### Input data

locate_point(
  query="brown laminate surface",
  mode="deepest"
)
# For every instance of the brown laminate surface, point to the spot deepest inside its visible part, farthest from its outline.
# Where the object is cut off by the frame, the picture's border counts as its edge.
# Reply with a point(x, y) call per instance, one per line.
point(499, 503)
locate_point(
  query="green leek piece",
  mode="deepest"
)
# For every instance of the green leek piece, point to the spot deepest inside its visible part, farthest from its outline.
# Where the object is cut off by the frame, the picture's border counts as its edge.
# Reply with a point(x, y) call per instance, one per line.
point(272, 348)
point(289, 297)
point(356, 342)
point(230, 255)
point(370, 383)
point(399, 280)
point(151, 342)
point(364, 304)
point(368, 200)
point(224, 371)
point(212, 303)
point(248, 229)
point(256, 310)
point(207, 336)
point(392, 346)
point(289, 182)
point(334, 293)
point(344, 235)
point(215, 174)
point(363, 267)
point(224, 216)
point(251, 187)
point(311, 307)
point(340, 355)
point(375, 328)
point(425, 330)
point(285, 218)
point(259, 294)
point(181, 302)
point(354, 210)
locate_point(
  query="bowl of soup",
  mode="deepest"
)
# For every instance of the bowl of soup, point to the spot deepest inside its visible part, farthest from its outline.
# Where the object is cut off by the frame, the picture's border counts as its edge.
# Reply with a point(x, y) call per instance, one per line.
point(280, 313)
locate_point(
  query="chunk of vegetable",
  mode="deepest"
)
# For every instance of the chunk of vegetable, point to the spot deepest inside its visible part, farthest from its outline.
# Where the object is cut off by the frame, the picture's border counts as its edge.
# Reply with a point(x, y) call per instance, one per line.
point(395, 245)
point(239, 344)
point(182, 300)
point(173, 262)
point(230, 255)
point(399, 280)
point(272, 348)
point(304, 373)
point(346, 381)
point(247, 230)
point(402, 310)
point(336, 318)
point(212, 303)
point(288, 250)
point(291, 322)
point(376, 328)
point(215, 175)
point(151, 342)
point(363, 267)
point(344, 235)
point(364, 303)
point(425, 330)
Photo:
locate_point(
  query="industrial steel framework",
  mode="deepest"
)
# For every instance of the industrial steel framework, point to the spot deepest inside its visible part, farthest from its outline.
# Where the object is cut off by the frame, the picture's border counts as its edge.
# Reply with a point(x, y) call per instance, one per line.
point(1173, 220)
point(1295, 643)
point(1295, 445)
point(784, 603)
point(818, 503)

######

**Task instructions**
Extract the material verbatim, from its first line to the line with "point(280, 313)", including both.

**Answer in full**
locate_point(
  query="brown laminate surface",
  mode="deepest"
)
# For every instance of the brown laminate surface, point to the spot deepest inside its visible part, farthest from its outline.
# Where the object is cut off by the frame, the picture's border counts as its edge.
# Reply with a point(x, y) call per instance, one per line.
point(499, 503)
locate_point(
  query="green leek piece",
  mode="deepest"
)
# For every instance of the green leek piece, point to the spot deepest inside its visible part, farthest from its outline.
# Where the object is cut off by the frame, the picture's border counts as its edge.
# Reply with a point(x, y) call per instance, one per line.
point(272, 348)
point(289, 297)
point(356, 342)
point(230, 255)
point(370, 383)
point(399, 280)
point(151, 342)
point(364, 304)
point(368, 200)
point(224, 371)
point(212, 303)
point(248, 229)
point(256, 310)
point(207, 336)
point(392, 346)
point(289, 182)
point(334, 293)
point(344, 235)
point(215, 174)
point(363, 267)
point(224, 216)
point(251, 187)
point(311, 307)
point(340, 355)
point(375, 328)
point(425, 330)
point(285, 218)
point(259, 294)
point(181, 302)
point(354, 210)
locate_point(
  query="bowl of soup",
  mode="deepest"
)
# For every instance of the bowl of soup, point to the spot deepest inside its visible part, farthest from its outline.
# Where the object is cut off by the frame, the picture's border counts as its edge.
# Reply with a point(x, y) call per instance, one per line.
point(280, 313)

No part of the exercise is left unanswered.